Exercise instructions ::
(A) In the passage on Union Square, quote everything from "These buildings contribute" to "cans of paint.)".
(B) According to the passage on Union Square, which firms designed the mixed-use building on the 14th Street blockfront in 1999?
(C) Carry on writing the passage on Union Square from its last sentence.

The square's newest landmark is the mixed-use building that occupies the 14th Street blockfront between Fourth Avenue and Broadway that was designed in 1999 by Davis Brody Bond and Schuman Lichtenstein Claman & Efron and is notable for its huge façade sculpture, and its large retail spaces.

These buildings contribute a good, dignified sense of history to Union Square, but do not make it a cohesive, elegant place comparable say to Gramercy Park or Rittenhouse Square in Philadelphia.  There are several uninspired structures that blunt the eye and detract from the square's ambience.  (The north end of the square is filled with a greenmarket on most weekends that is one of the most successful and popular in the city.  Unfortunately, the farmers trucks are an unnecessary visual blight that would be easily improved with a few cans of paint.)

Information given ::

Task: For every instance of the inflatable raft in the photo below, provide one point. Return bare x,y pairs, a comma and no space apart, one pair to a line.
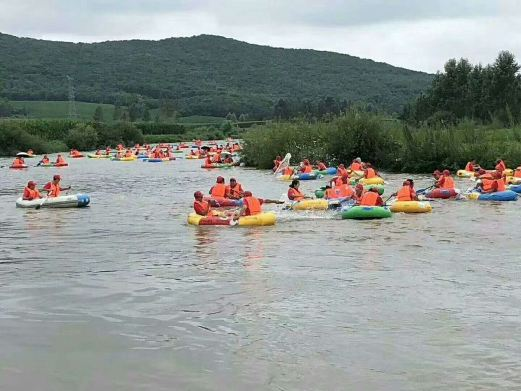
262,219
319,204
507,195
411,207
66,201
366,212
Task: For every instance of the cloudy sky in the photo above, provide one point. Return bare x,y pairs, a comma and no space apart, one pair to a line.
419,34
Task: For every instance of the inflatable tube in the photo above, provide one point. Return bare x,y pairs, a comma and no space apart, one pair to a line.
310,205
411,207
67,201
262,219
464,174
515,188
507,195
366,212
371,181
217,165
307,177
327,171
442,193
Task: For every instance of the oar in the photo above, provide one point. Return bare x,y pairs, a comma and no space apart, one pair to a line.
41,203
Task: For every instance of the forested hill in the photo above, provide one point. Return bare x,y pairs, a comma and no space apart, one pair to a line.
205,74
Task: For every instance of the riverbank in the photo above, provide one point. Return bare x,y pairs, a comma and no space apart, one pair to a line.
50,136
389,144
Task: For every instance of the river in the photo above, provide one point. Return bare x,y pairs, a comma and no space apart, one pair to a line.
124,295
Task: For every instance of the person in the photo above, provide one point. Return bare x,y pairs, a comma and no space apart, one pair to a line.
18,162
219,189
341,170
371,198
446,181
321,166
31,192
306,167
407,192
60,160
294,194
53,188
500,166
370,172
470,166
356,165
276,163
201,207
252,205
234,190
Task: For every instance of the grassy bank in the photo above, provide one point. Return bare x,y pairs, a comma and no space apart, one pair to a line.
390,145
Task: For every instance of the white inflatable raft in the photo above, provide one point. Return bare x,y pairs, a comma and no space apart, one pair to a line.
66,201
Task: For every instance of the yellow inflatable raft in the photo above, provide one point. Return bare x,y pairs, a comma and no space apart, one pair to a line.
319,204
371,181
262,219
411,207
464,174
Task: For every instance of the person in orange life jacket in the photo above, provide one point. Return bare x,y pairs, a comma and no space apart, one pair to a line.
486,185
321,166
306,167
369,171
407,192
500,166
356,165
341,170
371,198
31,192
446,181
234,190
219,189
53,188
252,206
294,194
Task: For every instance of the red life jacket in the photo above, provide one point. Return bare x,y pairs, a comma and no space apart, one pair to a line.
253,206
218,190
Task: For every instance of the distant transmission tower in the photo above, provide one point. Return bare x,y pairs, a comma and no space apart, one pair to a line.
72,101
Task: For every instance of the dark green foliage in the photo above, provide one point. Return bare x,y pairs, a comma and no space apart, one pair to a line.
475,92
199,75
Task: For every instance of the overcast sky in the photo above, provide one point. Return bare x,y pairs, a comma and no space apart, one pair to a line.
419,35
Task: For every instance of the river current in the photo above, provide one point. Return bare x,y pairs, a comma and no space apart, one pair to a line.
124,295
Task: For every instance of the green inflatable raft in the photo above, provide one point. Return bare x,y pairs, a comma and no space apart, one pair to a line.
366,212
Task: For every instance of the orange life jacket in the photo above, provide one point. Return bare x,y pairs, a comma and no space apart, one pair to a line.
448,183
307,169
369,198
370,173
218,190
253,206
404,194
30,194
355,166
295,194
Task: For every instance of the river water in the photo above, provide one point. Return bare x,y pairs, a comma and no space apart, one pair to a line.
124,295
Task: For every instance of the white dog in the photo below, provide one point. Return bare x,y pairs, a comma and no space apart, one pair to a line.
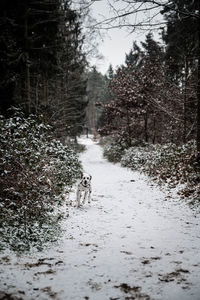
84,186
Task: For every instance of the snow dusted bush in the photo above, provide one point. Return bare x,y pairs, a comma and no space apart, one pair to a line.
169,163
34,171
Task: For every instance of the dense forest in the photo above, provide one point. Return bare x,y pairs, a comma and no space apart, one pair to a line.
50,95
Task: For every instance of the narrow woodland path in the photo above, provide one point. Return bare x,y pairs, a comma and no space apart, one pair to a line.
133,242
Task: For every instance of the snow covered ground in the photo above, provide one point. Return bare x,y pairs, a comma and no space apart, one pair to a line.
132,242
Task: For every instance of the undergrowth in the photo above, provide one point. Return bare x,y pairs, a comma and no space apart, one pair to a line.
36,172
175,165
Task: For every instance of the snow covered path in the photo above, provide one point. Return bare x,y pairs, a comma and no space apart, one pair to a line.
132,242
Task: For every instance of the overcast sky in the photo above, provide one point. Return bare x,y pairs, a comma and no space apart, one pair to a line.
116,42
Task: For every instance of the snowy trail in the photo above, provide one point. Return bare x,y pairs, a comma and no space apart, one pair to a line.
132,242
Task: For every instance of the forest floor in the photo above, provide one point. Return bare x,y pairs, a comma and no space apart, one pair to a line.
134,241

Answers provided ::
(A)
These buildings contribute a good, dignified sense of history to Union Square, but do not make it a cohesive, elegant place comparable say to Gramercy Park or Rittenhouse Square in Philadelphia.  There are several uninspired structures that blunt the eye and detract from the square's ambience.  (The north end of the square is filled with a greenmarket on most weekends that is one of the most successful and popular in the city.  Unfortunately, the farmers trucks are an unnecessary visual blight that would be easily improved with a few cans of paint.)

(B) Davis Brody Bond and Schuman Lichtenstein Claman & Efron.

(C)
It could be argued that the Odd-Job building was not the worst of the above-referenced uninspired structures.  Indeed, the rakishly angled roof of the small glass tower had a flair missing elsewhere in the square.  That flair, however, does not elevate the building to inspired status, or, more importantly, landmark status.  The fact that is was better than most of the buildings erected in the area by New York University is scant praise.  The Odd-Job building was, and is, entirely out of context with its important Union Square neighbors, the original Lincoln Building in particular.  Its low-rise height, furthermore, does not open up any significant vistas for the square and in fact the existing vista in that direction is quite dreary.  Its low-rise height, in addition, does not provide the square with abundant light and air and is possible mid-rise redevelopment is not likely to cast any devastating shadows.

The case for its preservation is marred by the fact that hours before the Landmarks Preservation Commission decided March 8, 2005, to hold a designation hearing on it and another New York City designed by the same architect, Morris Lapidus, the Doubletree Metropolitan Hotel that was originally the Loew's Summit on the southeast corner of Lexington Avenue and 51st Street, demolition of the glass tower had taken place under a permit approved March 1, 2005 by the New York City Department of Buildings.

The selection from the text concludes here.